**MATERIAL TO PROCESS:**
::::

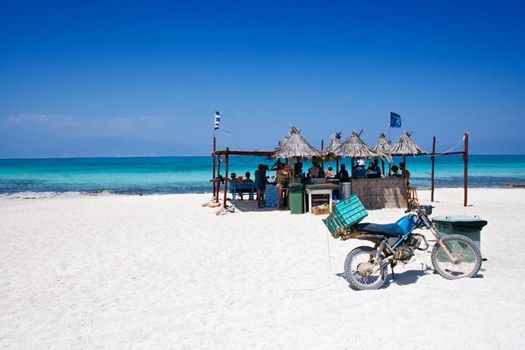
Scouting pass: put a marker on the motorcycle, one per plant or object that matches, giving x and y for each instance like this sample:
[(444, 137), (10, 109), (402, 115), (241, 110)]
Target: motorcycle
[(453, 256)]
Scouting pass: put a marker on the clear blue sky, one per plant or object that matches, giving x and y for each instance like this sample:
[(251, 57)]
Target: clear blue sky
[(88, 78)]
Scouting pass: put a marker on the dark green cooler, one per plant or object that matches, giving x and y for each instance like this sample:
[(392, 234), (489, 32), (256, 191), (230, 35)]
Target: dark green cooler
[(469, 226), (296, 198)]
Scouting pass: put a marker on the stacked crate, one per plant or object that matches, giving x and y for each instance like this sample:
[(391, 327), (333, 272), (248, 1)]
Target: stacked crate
[(346, 213)]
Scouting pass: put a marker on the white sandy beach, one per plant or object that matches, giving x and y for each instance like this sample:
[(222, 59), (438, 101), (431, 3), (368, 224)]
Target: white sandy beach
[(159, 272)]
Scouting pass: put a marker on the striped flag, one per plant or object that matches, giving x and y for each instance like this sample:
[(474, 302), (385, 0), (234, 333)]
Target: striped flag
[(395, 120), (217, 120)]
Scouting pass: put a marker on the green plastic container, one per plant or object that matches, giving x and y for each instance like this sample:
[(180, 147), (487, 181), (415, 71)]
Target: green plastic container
[(296, 198), (469, 226), (346, 213)]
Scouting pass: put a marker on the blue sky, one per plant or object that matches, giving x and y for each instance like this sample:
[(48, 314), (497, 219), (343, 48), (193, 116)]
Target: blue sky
[(88, 78)]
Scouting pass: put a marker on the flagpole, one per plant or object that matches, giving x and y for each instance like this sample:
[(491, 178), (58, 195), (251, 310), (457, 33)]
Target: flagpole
[(213, 160), (389, 126)]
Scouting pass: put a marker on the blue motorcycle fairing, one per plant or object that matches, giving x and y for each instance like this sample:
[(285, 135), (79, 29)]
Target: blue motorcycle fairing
[(400, 228)]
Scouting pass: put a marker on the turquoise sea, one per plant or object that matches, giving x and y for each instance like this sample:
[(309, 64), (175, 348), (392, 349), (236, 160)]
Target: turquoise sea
[(192, 174)]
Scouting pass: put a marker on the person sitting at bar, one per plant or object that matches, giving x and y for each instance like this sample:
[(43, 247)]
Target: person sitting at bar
[(277, 165), (376, 167), (260, 184), (395, 171), (315, 170), (405, 170), (282, 179), (298, 170), (359, 170), (343, 173), (247, 181), (372, 172)]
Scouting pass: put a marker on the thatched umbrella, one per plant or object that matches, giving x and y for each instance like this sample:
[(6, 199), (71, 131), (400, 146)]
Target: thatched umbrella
[(329, 152), (405, 146), (335, 143), (383, 147), (294, 145), (355, 148)]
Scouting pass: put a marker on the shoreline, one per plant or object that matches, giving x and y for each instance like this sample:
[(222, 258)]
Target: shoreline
[(77, 194)]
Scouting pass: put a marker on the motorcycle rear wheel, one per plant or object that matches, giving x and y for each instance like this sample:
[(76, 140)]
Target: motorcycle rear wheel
[(363, 271), (466, 257)]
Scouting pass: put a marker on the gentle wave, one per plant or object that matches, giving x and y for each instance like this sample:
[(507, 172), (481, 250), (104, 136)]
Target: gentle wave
[(52, 194)]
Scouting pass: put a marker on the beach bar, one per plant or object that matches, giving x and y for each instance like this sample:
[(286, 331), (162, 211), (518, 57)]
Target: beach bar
[(375, 192)]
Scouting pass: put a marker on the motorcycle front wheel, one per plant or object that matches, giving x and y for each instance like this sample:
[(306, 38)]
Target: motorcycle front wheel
[(463, 260), (363, 271)]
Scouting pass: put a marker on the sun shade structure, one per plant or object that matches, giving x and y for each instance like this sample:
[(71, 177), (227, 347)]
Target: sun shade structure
[(383, 147), (354, 147), (406, 146), (335, 143), (294, 145)]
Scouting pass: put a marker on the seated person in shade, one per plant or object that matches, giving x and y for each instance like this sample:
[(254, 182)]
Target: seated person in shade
[(376, 167), (247, 178), (395, 171), (343, 173), (298, 170), (247, 181), (359, 170), (315, 170), (282, 179), (260, 184), (277, 165), (407, 173), (329, 172), (372, 171)]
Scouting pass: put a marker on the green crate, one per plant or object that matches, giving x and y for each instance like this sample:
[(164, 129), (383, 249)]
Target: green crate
[(346, 213), (350, 211)]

::::

**PROBLEM REQUIREMENTS:** Copy out the lines from the one containing "Scouting pass: put a marker on the flagpole, one" to the one containing "145), (355, 148)]", with no changes.

**FULL SOLUTION:**
Scouting pass: put a marker on the flagpole, one per plant or object that matches, giving x and y for each instance like this sample:
[(491, 178), (58, 195), (251, 310), (457, 33)]
Target: flagpole
[(213, 160), (389, 126)]
Scouting pass: put a marker on the blue motorcycle fairing, one per plant or object that matches, giving x and y for each instance like this sample:
[(285, 135), (79, 29)]
Target: blue motorcycle fairing
[(400, 228)]
Scouting pass: put a marker on the turquoise sea, one per plant or object that matches, giving x and y for each instance like this sample:
[(309, 64), (175, 348), (392, 349), (236, 160)]
Target: turquoise sea
[(192, 174)]
Scouting pass: put a marker on the person sitting at bar, one per plant or object that matches, giving x and y for each instance like this sample:
[(43, 247)]
Target: person sitting at bar
[(277, 165), (376, 167), (260, 184), (395, 171), (315, 170), (405, 170), (282, 179), (298, 170), (359, 170), (343, 173), (247, 181), (372, 172)]
Scouting pass: put a marker on the thatched umbrella, one per plant or object that matches, giving x and y for each instance like this sample:
[(6, 199), (71, 131), (400, 146)]
Target: thatched umbrella
[(329, 152), (405, 146), (335, 143), (383, 147), (294, 145), (355, 148)]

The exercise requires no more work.